◆ Extracted entries
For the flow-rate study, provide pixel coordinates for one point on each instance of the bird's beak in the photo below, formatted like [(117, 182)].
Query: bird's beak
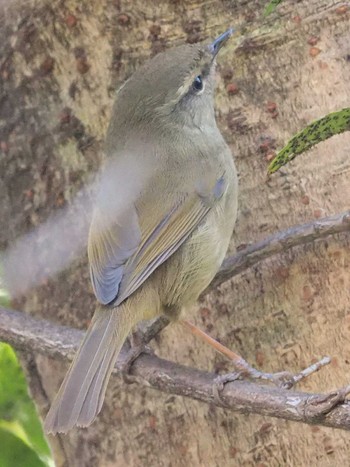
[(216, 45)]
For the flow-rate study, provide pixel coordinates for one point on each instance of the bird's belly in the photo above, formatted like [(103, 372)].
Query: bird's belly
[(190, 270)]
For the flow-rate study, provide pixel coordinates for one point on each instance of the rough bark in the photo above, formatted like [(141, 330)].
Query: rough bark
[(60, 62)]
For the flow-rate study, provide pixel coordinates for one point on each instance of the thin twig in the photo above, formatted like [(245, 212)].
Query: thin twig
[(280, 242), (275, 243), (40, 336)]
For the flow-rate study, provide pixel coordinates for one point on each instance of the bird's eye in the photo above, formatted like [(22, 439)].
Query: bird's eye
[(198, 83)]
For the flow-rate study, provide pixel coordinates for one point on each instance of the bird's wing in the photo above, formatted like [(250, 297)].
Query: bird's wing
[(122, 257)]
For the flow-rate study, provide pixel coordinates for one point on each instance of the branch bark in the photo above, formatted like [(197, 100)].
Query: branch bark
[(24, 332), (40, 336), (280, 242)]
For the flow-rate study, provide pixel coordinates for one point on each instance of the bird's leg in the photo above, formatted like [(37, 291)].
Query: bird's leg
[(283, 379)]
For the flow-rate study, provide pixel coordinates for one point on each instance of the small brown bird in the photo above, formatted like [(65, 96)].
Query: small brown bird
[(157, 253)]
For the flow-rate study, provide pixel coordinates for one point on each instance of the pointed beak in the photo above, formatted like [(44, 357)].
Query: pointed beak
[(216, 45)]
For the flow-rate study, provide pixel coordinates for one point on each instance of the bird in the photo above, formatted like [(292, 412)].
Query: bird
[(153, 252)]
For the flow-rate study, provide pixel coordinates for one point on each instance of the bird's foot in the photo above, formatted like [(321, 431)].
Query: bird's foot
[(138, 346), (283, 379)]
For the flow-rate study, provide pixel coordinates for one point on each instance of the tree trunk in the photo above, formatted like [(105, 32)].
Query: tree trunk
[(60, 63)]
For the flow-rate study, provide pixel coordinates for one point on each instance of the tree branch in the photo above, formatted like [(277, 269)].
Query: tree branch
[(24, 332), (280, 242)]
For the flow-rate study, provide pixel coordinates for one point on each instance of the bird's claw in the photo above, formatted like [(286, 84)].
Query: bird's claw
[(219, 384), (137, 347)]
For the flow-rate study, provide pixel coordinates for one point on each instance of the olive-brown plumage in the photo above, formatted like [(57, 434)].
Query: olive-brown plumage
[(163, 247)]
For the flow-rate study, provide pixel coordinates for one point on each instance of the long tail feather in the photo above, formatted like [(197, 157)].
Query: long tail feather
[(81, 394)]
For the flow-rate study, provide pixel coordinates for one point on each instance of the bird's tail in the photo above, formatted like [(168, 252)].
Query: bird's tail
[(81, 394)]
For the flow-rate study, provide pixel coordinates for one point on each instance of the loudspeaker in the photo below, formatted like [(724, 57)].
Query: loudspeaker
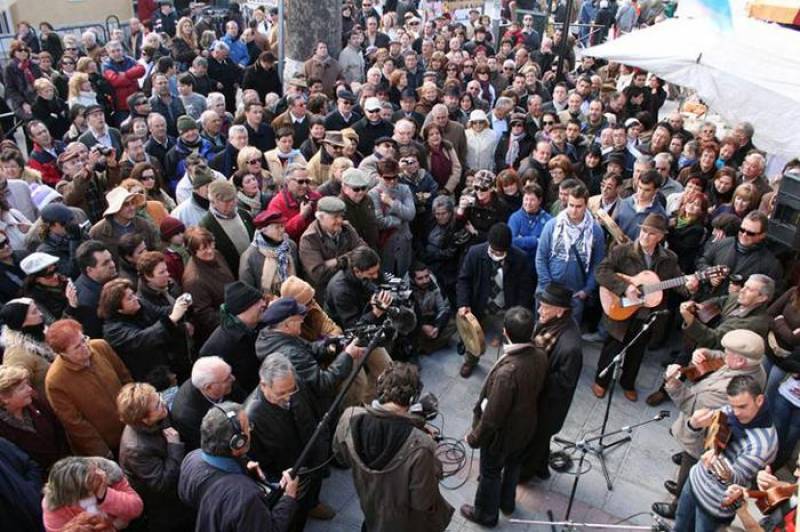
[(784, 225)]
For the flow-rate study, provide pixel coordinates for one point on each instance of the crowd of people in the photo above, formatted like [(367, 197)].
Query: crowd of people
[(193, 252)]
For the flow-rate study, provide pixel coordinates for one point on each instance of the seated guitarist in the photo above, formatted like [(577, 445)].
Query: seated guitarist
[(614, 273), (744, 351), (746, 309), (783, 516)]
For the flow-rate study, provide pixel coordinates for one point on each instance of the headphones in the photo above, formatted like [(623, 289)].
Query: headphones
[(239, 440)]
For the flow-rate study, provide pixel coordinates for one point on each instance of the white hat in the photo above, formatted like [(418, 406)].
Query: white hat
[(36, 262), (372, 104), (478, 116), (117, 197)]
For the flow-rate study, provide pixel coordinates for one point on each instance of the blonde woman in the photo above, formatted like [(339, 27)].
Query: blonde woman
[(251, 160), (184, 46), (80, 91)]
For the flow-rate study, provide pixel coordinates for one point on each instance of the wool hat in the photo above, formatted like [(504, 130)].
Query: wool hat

◆ Problem details
Rewrite the lines starting with the line containing "like [(197, 100)]." and going on through the line containing "[(157, 253)]", both included, with the entries themselves. Scale every point coordinate in the answers by 1.65 and round to whole numbers, halves up, but leave the numbers in the entries and their format samples unchanged.

◆ Result
For the flow-rate study, provide pixel coordinates for one point on each instance of the branch bark in the photo above, formatted like [(197, 100)].
Query: branch bark
[(40, 548), (66, 554), (462, 399)]
For the flow-rate study, provide pixel coordinates for one point on each instance of the bird's leg in the photo above, formatted like [(37, 291)].
Query: bird's leg
[(467, 625)]
For the flow-rate study, provide pixel coordinates for one point on each instance of the small brown bird in the photo above, formatted like [(65, 96)].
Query: small brown bird
[(259, 417)]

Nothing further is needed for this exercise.